> [Text shown]:
- - - - - - -

The body, remember, wants things to be easy. When you increase or decrease the speed of your walking or running, various physiological changes occur; the amount of oxygen in your blood rises or falls, for instance, because your muscles start requiring more or less of the stuff. Other biochemical changes also occur within muscle cells. Sensing those changes, the body realizes that, at this new speed, your cadence isn’t ideal; you’re taking too few or too many steps to use the least possible amount of energy. Your body adjusts.

But that process takes a little while, at least five seconds or so for the oxygen levels to change and your body to recognize the alteration, says Max Donelan, a professor at Simon Fraser University who was a co-author of the study with his graduate student Mark Snaterse and others.

However, the walkers in the study were adjusting their step frequency within less than two seconds after the treadmill speed changed, Dr. Donelan points out. They then fine-tuned their pacing after that. But the first adjustment came almost instantly.

- - - - - - -

> [Dataset entries]:
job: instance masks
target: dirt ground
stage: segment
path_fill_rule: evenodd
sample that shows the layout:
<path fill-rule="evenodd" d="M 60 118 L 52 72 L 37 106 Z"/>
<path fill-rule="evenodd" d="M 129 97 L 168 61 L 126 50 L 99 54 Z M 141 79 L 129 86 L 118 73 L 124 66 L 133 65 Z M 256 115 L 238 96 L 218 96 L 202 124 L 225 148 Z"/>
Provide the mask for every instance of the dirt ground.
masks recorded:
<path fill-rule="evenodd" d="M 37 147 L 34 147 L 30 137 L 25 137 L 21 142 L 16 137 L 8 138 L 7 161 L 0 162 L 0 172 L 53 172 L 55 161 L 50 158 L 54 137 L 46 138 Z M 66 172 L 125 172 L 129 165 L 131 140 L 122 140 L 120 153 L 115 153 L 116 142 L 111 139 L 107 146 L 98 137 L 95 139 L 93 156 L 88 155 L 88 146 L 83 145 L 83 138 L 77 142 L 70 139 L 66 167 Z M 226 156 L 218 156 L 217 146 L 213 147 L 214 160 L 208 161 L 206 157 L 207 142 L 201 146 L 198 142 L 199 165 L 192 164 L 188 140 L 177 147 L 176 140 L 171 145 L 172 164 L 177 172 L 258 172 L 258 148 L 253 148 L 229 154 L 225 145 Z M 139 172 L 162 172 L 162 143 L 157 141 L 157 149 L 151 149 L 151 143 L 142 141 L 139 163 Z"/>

- - - - - - -

> [Task item]: Reproduce, word for word, the stretch of the passage on walking cadence that opens with the words containing "However, the walkers" and closes with "came almost instantly.".

> [Answer to this task]:
However, the walkers in the study were adjusting their step frequency within less than two seconds after the treadmill speed changed, Dr. Donelan points out. They then fine-tuned their pacing after that. But the first adjustment came almost instantly.